(Named region outline listing)
######
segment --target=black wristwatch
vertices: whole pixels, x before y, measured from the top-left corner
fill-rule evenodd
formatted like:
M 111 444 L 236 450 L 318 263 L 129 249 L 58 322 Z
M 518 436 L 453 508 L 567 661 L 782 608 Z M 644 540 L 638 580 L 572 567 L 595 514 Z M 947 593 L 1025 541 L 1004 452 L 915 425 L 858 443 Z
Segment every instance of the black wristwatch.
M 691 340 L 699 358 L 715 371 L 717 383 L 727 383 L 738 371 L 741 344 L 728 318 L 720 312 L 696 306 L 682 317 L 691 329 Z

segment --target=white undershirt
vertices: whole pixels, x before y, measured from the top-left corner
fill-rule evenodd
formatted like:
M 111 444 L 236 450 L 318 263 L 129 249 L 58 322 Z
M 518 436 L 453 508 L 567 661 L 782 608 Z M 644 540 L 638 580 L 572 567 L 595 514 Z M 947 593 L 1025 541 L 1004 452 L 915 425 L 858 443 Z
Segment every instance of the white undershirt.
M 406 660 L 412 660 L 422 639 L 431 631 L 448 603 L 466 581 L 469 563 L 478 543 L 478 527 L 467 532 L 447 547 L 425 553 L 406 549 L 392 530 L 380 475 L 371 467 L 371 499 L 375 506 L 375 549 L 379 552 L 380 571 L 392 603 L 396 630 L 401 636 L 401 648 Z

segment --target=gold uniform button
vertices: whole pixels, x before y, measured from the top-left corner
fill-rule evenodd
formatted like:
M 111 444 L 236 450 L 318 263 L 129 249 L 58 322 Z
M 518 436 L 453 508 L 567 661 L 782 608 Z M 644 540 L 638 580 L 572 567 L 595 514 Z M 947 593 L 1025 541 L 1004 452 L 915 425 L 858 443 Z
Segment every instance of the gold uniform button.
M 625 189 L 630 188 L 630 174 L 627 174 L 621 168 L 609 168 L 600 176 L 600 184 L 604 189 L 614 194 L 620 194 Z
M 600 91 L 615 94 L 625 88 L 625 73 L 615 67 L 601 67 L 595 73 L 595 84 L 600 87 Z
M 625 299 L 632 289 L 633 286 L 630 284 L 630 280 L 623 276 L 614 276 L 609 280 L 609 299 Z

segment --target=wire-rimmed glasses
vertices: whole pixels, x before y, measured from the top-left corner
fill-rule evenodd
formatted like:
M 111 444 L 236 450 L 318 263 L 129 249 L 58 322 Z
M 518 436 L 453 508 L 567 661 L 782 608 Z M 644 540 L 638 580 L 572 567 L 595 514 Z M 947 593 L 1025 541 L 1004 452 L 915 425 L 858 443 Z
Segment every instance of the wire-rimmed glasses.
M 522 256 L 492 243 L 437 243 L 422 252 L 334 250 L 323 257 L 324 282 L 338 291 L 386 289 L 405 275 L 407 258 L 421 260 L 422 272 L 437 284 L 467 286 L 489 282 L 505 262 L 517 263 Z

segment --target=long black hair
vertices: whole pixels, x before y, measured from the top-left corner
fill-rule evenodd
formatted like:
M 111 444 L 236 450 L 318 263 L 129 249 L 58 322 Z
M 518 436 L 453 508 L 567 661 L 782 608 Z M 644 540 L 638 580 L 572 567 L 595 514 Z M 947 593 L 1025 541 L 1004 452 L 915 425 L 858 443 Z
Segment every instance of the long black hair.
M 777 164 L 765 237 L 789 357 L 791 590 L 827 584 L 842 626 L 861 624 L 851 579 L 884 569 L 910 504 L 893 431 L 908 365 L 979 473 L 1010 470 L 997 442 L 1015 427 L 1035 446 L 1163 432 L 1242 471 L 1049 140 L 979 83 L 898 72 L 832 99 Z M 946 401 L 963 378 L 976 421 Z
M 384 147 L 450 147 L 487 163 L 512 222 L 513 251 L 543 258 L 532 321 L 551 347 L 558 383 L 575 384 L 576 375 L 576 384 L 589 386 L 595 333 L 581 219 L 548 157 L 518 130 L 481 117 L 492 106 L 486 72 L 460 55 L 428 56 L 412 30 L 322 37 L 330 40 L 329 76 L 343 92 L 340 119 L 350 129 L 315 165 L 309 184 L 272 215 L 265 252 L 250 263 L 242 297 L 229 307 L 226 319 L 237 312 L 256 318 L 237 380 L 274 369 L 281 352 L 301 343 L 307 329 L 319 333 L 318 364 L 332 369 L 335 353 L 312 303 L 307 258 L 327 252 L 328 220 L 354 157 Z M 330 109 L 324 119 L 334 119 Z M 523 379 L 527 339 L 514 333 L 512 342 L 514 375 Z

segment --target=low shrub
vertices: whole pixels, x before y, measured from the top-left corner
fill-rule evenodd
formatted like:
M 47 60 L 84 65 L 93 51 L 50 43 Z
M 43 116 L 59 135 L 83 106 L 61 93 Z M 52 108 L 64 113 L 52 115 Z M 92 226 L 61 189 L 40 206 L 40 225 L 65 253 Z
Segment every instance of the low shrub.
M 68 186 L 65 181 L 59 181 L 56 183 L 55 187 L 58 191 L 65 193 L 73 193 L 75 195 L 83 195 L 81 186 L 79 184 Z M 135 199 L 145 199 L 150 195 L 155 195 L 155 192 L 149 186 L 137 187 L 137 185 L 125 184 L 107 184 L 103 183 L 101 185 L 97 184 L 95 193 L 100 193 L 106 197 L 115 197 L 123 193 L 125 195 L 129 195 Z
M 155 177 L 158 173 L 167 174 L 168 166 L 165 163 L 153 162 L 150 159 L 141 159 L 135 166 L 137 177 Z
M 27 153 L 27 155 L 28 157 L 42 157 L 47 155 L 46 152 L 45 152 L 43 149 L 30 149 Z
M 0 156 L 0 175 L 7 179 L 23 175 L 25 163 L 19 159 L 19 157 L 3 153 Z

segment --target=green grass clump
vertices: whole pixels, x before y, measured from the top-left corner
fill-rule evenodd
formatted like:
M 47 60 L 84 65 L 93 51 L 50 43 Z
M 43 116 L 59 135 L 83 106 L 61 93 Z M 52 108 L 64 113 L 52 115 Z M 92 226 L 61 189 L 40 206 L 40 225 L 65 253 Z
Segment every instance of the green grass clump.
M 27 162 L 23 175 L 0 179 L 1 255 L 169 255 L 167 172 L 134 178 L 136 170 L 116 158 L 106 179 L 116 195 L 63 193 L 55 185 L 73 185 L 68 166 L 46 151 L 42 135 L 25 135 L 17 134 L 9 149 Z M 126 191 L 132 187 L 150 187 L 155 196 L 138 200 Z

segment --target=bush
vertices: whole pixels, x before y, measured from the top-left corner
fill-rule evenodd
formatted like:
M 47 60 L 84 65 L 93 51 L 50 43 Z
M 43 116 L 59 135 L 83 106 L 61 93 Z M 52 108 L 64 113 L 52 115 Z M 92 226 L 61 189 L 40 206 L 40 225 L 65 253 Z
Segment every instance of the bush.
######
▶ AIM OF THE TASK
Select every line in the listing above that contains the string "target", and copy those lines. Matching is case-sensitive.

▶ FINAL RESULT
segment --target=black wristwatch
segment --target=white undershirt
segment --target=gold uniform button
segment --target=wire-rimmed glasses
segment --target=long black hair
segment --target=low shrub
segment --target=green grass clump
segment --target=bush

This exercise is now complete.